# [Brief]
Check every line of the records below for the string "necktie", then report only how many lines have it.

++++++++

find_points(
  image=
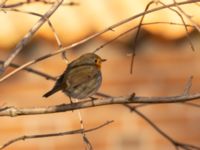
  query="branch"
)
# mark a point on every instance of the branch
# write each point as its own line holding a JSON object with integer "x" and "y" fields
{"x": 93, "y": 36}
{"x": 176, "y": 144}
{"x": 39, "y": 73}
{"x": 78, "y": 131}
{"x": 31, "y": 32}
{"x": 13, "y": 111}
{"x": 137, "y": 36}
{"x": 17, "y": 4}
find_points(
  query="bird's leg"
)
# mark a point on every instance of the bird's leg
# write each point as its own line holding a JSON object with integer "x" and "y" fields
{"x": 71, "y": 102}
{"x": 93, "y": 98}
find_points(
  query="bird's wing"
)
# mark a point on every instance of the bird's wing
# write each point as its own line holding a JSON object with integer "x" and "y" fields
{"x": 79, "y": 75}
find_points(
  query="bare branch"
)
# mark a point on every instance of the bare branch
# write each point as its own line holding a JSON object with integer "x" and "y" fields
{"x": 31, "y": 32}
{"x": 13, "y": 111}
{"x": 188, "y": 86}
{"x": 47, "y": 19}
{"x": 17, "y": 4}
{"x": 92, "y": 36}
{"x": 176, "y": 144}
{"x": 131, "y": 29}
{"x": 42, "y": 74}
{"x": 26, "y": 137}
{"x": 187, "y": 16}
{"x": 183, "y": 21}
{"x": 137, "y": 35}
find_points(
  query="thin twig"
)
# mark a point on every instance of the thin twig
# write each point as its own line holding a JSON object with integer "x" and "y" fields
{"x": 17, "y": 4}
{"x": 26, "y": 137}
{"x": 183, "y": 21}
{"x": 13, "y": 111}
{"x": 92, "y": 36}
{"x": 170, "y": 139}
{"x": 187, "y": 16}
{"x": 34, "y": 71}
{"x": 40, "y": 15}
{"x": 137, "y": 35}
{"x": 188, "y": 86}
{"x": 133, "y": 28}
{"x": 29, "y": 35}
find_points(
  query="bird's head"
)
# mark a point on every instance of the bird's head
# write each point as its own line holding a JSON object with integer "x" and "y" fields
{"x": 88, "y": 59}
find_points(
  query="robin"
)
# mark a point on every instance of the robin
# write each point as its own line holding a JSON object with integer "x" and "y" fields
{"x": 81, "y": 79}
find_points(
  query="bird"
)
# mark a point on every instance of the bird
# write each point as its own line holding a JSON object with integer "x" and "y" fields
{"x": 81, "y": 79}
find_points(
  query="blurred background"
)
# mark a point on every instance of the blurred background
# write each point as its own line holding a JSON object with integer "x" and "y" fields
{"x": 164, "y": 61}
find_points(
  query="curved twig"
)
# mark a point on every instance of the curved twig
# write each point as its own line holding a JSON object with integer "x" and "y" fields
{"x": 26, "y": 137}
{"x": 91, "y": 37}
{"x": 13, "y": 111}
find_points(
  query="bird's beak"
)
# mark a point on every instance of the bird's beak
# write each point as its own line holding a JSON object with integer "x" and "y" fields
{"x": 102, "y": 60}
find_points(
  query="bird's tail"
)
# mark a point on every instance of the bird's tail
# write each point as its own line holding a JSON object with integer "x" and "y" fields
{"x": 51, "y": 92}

++++++++

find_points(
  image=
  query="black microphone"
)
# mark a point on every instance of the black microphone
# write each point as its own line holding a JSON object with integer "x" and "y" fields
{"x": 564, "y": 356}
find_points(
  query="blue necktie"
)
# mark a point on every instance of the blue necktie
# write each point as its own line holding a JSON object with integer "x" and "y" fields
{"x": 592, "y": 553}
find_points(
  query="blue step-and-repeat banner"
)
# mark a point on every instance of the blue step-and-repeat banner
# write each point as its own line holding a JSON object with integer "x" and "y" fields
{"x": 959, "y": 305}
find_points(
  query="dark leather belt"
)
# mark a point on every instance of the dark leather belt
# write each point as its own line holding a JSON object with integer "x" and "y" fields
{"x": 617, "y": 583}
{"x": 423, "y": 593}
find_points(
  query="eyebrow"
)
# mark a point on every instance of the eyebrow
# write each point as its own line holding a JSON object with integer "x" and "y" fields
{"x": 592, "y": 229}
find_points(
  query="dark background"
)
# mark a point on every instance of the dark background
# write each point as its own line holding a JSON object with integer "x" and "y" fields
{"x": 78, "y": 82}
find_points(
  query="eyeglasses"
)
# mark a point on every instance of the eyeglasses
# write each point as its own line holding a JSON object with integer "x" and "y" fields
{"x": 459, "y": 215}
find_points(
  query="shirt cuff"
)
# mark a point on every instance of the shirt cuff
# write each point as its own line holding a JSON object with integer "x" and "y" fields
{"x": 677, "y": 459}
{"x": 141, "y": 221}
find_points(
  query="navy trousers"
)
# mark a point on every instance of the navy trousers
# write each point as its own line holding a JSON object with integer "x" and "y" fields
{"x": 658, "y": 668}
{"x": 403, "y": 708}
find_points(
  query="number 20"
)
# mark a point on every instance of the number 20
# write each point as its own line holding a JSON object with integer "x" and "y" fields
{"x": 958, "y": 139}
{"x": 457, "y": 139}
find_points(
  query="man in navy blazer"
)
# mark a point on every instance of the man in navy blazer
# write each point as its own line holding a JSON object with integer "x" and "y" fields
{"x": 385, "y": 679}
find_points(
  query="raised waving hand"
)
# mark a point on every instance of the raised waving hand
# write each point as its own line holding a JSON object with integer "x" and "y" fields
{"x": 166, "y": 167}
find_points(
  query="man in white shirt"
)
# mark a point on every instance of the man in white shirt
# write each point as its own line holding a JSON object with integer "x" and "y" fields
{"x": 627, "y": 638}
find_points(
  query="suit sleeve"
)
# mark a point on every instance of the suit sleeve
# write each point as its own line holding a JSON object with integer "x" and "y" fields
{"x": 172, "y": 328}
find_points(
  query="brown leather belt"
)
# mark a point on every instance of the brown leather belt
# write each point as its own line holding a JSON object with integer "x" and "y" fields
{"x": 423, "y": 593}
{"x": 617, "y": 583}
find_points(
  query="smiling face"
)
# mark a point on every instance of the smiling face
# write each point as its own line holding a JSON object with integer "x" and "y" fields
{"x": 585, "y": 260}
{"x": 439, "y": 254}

++++++++

# [Solution to this problem]
2